• Задания:
a) Перечислите все названия произведений искусства, упомянутые в текстовом фрагменте.
b) Масштабируйте часть записей, которая начинается строкой, содержащей «Annotation task — tag the peak», и заканчивается строкой, содержащей «[(320, 183), (472, 161)]», включая обе эти строки. Перепишите все её строки вместе с запросами, умножив каждую координату в ответах на 0,5 и округлив до целого (половины вверх); остальные записи не приводите.

Наиболее уязвимой стороной настоящей дискуссии и является то, что авторы докладов, по существу, уклонились от этого структурного анализа, от выяснения грамматики тех языков, на которых говорит искусство.

Реалистический метод декларирован (литература Возрождения, Просвещения, критический реализм XIX века), но не определен.

Отсюда и ряд законных недоумений. Возьмем, скажем, микеланжеловского «Раба» и репинского «Протодьякона». Почему эти произведения, несмотря на кричащие различия между ними, можно заключить в скобки одного метода (реализм), а вот «Раба» и «Лаокоона» – нельзя (разные методы)?

Почему между романтическим «Чайльд-Гарольдом» и реалистическим «Евгением Онегиным» – огромная дистанция, принципиальная разница, а вот между «Евгением Онегиным» и «Гаргантюа и Пантагрюэлем» Рабле принципиальной разницы нет?

Именно так получается, если исходить из схемы докладчиков. А если исходить из непосредственного ощущения, то, пожалуй, дело обстоит как раз наоборот.

• Извлечённые данные:
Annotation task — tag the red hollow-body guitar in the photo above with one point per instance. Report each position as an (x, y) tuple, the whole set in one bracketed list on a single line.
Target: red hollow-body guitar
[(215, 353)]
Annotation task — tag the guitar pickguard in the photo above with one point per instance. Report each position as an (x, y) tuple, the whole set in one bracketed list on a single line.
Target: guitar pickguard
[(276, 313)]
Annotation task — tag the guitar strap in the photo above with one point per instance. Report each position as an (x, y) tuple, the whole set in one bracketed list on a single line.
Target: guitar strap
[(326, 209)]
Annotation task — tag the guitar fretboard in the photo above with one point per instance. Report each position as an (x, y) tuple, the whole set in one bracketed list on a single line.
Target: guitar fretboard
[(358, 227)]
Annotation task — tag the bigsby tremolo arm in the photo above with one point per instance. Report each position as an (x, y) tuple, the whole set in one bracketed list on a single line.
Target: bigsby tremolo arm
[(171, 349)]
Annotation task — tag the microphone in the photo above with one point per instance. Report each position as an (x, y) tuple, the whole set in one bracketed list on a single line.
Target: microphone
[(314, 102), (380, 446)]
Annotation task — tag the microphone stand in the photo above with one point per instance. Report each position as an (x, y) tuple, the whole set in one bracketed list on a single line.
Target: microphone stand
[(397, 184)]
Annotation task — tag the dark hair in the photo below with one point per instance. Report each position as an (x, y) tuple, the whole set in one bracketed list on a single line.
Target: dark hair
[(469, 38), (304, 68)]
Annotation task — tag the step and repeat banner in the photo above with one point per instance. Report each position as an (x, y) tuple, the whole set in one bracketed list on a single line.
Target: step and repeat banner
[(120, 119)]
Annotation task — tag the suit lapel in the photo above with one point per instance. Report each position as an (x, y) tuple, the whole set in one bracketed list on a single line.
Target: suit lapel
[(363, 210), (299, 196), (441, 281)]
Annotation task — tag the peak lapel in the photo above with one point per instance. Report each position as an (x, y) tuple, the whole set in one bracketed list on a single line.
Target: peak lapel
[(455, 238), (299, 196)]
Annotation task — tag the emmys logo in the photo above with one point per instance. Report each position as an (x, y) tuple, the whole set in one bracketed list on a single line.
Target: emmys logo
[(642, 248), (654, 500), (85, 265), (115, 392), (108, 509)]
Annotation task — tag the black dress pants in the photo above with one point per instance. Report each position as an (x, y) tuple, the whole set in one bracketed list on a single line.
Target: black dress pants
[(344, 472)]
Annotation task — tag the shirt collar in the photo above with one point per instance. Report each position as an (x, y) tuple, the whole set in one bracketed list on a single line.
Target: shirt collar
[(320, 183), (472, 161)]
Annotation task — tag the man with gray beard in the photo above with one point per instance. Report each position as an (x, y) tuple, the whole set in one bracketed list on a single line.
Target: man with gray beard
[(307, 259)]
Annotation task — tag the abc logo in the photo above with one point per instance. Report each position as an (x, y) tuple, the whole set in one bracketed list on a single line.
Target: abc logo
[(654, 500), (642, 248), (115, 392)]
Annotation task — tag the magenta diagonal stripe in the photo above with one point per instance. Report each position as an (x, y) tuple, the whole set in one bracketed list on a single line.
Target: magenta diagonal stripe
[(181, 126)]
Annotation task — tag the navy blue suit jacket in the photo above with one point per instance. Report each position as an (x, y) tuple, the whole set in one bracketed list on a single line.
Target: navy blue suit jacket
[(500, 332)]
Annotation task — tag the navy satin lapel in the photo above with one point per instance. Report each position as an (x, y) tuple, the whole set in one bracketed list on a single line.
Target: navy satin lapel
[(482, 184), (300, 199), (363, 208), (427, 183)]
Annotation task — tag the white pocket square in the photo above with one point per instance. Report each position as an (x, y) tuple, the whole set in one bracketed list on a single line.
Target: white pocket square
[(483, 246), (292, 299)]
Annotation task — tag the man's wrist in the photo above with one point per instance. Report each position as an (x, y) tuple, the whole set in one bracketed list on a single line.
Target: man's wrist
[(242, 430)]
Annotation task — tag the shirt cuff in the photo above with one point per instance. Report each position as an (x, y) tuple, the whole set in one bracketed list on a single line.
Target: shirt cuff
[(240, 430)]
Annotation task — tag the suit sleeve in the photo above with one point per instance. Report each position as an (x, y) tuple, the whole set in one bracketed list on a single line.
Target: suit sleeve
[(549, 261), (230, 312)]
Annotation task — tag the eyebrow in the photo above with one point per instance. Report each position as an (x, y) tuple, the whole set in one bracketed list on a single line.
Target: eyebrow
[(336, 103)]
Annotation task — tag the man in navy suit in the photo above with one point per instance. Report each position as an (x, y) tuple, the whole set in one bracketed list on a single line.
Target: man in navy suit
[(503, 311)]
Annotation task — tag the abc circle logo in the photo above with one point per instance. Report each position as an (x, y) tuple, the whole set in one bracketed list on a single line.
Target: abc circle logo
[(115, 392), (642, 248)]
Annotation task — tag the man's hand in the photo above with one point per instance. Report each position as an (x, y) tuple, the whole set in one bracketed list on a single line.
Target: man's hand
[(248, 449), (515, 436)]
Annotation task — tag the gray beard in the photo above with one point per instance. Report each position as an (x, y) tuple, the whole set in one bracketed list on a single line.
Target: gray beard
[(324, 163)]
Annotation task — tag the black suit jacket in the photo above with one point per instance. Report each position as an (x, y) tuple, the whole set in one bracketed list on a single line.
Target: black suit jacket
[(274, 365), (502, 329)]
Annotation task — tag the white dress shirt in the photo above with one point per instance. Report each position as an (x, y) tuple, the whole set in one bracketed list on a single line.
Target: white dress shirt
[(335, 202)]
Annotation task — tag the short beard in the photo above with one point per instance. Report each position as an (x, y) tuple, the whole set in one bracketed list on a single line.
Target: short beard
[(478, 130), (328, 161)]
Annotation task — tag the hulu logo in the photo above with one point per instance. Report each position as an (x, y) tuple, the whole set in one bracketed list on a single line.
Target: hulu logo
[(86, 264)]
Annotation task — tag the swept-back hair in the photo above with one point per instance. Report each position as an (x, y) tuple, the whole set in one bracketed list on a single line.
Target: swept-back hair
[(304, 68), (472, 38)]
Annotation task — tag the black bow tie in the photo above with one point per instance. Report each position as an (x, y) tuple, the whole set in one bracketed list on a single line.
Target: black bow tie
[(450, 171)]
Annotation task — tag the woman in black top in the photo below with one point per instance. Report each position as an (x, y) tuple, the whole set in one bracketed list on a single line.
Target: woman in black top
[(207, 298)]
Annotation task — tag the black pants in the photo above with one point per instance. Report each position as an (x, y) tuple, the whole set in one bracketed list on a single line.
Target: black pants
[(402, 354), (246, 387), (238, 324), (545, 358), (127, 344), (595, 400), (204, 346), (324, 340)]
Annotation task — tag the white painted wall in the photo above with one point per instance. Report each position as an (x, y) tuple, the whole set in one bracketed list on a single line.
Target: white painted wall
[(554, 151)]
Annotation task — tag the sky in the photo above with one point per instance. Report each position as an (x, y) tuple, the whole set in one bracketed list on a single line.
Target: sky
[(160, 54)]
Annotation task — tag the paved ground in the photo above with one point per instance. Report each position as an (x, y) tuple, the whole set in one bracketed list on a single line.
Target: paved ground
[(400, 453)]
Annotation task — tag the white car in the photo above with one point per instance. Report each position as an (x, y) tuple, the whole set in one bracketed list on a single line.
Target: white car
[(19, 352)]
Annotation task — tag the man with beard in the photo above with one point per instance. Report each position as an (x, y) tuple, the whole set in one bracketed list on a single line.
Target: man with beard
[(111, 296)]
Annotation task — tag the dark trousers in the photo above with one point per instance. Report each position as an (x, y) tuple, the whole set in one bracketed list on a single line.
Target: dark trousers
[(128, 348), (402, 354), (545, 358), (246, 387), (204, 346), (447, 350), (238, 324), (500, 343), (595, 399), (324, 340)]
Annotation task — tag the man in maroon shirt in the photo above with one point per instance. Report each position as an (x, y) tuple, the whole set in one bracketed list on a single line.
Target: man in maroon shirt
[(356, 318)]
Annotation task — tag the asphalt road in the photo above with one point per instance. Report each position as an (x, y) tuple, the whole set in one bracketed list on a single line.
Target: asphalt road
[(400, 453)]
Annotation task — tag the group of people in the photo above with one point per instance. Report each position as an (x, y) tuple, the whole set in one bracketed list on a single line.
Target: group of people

• Ответы к заданиям:
a) «Раб», «Протодьякон», «Лаокоон», «Чайльд-Гарольд», «Евгений Онегин», «Гаргантюа и Пантагрюэль»

b)
Annotation task — tag the peak lapel in the photo above with one point per instance. Report each position as an (x, y) tuple, the whole set in one bracketed list on a single line.
Target: peak lapel
[(228, 119), (150, 98)]
Annotation task — tag the emmys logo in the photo above with one point per instance. Report each position as an (x, y) tuple, the whole set in one bracketed list on a single line.
Target: emmys logo
[(321, 124), (327, 250), (43, 133), (58, 196), (54, 255)]
Annotation task — tag the black dress pants in the photo above with one point per instance. Report each position as an (x, y) tuple, the whole set in one bracketed list on a single line.
Target: black dress pants
[(172, 236)]
Annotation task — tag the shirt collar in the photo above with one point per instance. Report each position as an (x, y) tuple, the whole set in one bracketed list on a single line.
Target: shirt collar
[(160, 92), (236, 81)]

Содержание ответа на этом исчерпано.